• _The problem_
Which lines in the material below contain the word "emergency"? Report each of them in full.
++++ Record list ++++
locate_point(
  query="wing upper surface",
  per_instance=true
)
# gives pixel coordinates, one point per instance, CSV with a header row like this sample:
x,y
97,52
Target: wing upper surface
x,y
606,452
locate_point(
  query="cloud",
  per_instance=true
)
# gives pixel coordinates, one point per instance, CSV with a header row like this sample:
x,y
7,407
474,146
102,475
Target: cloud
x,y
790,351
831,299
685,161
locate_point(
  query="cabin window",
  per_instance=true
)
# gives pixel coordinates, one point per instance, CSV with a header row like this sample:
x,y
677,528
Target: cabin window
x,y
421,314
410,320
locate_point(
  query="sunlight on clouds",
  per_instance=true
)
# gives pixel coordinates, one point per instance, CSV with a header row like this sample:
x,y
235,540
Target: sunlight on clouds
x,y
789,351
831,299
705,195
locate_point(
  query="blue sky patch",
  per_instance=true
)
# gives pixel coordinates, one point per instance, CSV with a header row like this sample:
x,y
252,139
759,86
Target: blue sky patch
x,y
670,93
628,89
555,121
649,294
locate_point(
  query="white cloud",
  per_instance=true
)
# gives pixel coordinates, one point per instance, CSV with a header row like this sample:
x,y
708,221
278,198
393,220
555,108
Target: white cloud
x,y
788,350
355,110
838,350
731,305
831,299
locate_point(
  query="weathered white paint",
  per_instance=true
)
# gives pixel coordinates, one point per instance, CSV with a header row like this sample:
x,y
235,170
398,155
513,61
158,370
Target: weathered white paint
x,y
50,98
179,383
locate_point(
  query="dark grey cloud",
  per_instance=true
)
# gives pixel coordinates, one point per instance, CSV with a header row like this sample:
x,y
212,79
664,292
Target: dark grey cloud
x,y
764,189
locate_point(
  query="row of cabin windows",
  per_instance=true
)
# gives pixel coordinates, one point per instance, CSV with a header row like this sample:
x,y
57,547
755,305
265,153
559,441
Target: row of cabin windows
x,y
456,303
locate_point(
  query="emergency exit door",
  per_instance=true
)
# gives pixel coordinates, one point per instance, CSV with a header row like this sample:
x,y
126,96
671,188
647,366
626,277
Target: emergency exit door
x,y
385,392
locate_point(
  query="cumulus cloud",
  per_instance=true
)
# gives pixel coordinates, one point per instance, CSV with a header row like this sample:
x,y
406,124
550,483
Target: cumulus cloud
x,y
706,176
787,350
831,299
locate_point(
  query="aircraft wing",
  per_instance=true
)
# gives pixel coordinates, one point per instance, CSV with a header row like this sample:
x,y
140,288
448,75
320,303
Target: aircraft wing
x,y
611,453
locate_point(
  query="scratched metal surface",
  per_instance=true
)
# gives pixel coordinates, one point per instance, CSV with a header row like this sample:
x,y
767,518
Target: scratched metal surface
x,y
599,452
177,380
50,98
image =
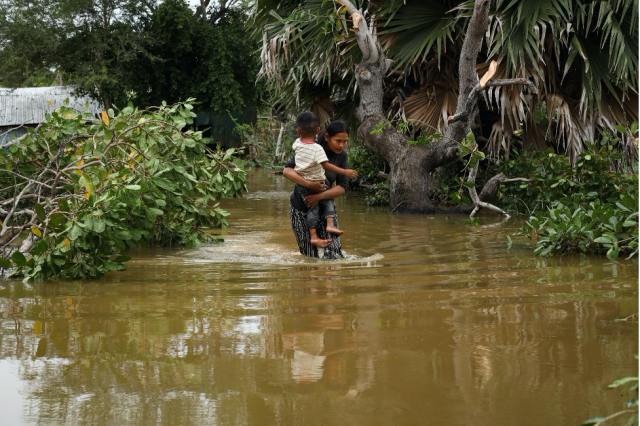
++++
• _Exercise response_
  query="emergency exit door",
Target: emergency exit door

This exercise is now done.